-- start RECORDS FOR PROCESSING --

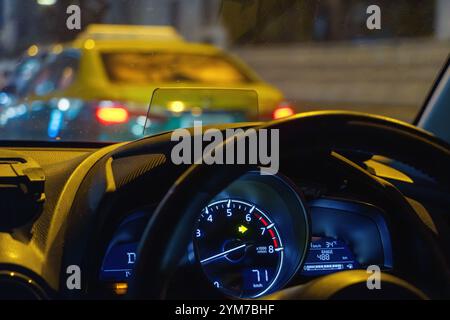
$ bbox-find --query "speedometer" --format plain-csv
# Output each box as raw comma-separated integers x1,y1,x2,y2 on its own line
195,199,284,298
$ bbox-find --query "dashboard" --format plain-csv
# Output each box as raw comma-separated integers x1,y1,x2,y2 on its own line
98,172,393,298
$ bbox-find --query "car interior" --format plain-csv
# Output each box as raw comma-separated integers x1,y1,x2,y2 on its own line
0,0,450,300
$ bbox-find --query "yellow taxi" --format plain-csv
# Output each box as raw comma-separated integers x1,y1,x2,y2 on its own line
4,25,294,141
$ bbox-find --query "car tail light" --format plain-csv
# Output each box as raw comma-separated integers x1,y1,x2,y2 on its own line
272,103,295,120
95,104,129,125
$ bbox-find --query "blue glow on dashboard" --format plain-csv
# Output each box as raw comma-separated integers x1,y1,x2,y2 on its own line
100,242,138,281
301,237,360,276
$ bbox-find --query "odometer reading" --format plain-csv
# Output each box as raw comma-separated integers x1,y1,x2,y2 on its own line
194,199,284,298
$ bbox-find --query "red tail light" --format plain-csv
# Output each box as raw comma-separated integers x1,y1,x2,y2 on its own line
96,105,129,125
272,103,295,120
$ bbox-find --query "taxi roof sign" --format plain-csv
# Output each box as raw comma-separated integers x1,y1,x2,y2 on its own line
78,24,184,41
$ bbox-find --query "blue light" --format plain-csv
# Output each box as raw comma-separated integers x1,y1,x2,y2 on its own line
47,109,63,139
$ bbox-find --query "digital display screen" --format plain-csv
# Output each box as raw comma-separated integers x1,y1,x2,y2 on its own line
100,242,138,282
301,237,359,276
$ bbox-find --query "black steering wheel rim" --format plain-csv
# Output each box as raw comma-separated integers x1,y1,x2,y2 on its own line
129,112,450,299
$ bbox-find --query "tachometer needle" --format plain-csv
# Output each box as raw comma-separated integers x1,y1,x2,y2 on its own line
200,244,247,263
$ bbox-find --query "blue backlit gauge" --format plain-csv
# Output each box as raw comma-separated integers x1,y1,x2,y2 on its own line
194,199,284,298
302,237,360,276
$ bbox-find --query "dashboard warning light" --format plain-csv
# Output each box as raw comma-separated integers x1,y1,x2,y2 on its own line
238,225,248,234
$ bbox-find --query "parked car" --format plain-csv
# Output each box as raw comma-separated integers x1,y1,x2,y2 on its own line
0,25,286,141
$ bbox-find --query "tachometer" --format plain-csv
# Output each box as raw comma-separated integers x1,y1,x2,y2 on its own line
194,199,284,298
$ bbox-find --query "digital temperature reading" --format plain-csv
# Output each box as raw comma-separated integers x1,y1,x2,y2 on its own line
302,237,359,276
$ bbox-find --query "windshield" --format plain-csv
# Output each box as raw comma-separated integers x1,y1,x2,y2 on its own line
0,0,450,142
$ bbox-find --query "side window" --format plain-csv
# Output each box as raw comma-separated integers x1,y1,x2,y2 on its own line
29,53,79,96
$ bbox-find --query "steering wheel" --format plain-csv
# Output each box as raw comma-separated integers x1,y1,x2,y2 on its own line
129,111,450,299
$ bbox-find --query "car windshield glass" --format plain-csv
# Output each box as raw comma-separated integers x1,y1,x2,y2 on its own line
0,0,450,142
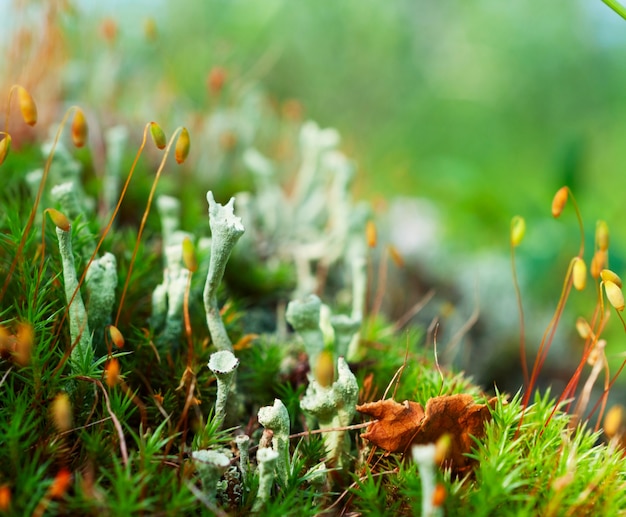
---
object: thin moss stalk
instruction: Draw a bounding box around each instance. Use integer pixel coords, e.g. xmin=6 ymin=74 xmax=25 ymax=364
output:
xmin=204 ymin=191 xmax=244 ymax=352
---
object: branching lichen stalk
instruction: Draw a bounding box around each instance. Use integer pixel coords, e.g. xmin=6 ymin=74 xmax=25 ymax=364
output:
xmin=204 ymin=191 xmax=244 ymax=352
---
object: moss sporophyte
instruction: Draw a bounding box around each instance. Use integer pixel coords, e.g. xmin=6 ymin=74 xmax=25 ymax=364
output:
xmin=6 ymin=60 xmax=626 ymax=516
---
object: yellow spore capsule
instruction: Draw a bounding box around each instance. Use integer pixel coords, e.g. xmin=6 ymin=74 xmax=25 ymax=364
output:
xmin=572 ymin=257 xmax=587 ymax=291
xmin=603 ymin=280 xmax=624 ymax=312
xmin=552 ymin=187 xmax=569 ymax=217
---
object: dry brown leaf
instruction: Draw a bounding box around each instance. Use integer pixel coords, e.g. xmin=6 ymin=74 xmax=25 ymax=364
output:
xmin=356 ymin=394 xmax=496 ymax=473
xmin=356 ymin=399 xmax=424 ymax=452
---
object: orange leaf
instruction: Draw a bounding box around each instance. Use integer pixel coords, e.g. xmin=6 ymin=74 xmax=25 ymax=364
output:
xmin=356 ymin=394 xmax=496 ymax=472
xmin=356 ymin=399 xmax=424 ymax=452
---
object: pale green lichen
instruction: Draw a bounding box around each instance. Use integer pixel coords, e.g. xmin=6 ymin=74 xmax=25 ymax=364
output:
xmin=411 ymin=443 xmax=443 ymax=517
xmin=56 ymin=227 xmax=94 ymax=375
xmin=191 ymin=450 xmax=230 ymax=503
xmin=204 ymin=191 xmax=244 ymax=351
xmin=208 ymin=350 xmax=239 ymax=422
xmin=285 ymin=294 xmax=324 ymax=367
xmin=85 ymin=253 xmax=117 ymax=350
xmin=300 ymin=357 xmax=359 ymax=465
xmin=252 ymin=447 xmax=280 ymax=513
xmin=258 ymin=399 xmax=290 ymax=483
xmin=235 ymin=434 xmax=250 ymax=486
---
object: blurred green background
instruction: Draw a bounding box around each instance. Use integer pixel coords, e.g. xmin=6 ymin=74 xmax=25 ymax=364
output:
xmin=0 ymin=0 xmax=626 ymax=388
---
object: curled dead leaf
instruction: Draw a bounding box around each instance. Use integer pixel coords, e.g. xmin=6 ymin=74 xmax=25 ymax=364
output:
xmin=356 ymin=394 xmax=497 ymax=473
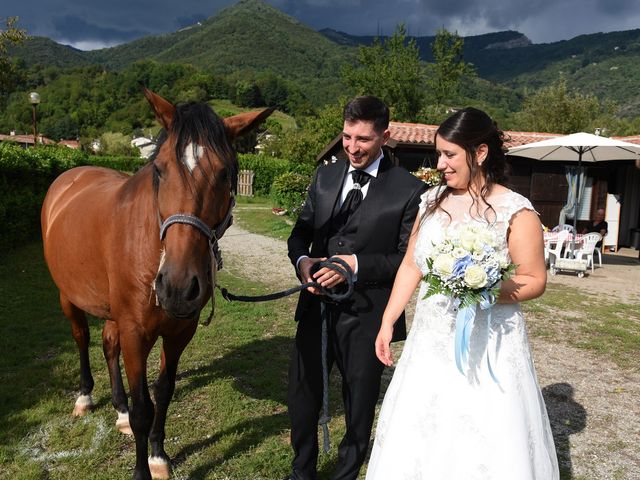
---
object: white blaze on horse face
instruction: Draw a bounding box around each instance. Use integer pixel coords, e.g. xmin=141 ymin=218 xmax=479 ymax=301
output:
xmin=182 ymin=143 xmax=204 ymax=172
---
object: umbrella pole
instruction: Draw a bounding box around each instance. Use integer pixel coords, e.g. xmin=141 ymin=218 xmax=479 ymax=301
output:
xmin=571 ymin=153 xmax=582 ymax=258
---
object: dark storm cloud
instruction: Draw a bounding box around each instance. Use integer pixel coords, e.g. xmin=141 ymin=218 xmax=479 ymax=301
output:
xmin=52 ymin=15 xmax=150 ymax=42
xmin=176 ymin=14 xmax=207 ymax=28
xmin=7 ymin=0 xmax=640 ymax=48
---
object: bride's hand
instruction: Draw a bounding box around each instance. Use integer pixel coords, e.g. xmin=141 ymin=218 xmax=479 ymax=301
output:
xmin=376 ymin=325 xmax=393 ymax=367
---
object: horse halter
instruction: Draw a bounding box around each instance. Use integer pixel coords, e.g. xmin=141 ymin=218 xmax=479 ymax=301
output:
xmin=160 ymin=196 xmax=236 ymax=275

-- end RECORDS FOR PROCESSING --
-- start RECORDS FOR PROCESSING --

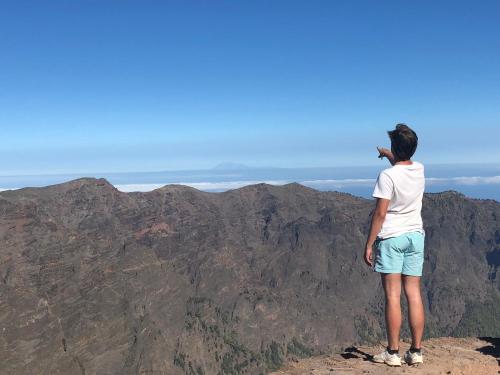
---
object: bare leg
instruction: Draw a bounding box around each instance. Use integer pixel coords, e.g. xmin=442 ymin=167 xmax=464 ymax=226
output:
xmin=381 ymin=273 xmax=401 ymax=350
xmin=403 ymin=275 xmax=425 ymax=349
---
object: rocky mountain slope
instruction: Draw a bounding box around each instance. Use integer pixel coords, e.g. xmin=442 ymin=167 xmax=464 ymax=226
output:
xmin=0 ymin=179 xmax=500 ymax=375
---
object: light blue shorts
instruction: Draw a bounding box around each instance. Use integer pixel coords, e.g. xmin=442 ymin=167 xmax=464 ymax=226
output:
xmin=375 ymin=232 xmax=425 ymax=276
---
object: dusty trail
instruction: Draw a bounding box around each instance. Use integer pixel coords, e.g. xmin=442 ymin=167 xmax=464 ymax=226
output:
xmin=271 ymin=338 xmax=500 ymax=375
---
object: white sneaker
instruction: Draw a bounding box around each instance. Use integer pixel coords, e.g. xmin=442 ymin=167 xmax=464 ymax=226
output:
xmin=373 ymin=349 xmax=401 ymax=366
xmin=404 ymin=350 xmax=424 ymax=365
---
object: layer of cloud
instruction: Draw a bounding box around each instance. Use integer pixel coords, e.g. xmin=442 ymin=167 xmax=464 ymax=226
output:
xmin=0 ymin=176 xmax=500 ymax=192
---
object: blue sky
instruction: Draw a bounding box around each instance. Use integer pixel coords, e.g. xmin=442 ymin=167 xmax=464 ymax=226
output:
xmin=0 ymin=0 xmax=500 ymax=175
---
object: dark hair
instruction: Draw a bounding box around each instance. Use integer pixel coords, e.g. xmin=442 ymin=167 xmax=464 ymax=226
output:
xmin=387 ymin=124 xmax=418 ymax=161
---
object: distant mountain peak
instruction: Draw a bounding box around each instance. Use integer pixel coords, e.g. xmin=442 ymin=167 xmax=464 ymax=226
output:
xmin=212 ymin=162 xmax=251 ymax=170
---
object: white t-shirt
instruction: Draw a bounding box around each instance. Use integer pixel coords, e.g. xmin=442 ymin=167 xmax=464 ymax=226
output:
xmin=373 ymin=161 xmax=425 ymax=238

-- end RECORDS FOR PROCESSING --
-- start RECORDS FOR PROCESSING --

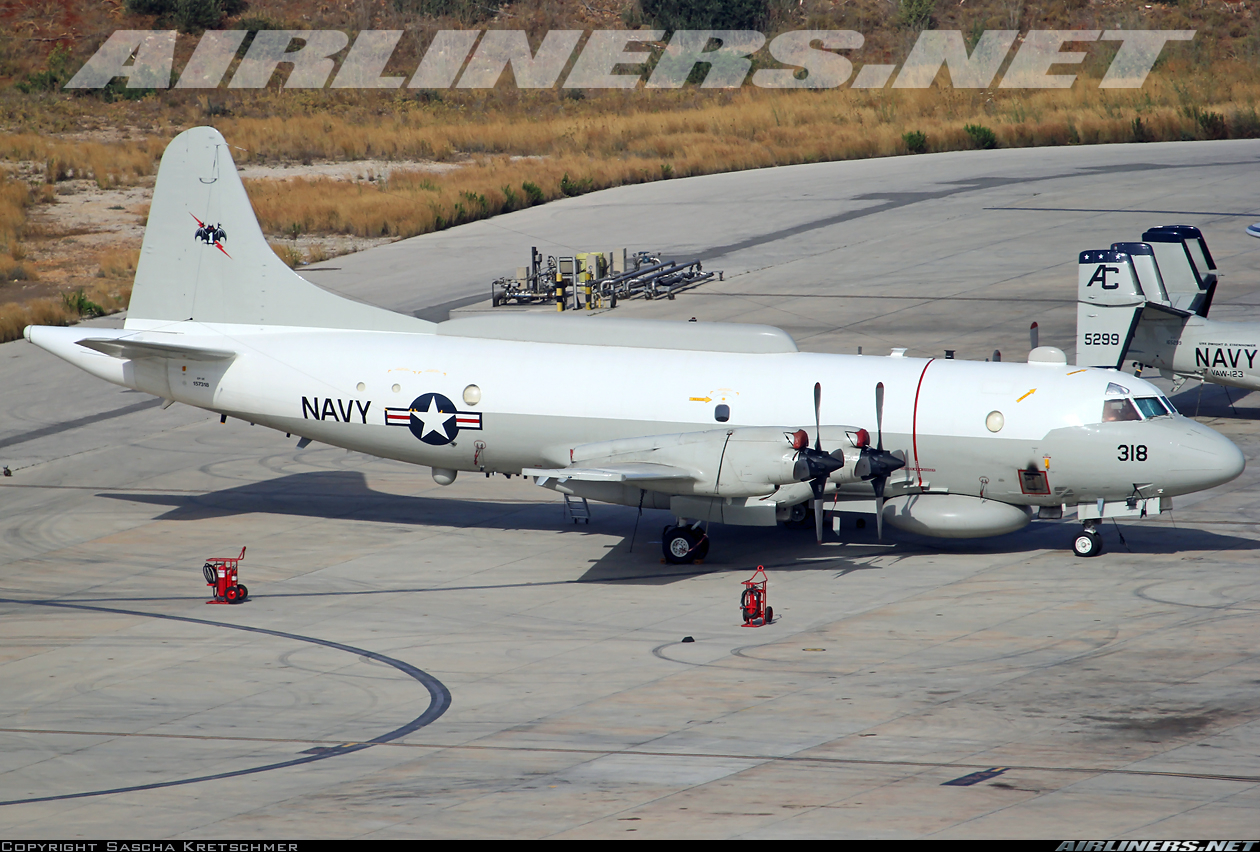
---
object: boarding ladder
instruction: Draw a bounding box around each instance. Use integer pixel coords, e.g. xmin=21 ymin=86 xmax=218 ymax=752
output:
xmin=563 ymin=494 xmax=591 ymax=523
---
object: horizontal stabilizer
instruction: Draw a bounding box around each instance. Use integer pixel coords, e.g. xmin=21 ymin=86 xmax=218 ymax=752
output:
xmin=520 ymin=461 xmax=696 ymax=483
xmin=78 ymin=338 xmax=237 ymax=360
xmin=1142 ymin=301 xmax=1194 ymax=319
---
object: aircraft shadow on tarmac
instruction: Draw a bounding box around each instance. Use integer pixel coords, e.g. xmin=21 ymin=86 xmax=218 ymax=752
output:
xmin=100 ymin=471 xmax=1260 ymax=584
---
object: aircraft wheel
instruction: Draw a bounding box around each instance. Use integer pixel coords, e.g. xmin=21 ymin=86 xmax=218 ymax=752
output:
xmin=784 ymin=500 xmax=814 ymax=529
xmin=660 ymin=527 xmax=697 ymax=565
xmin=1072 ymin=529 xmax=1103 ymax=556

-- end RECORDS FOR PROCESSING --

GIVEN PROBLEM: How many lines in the records above contain the word "blue"? Reply with the number only.

WRITTEN RESPONSE: 5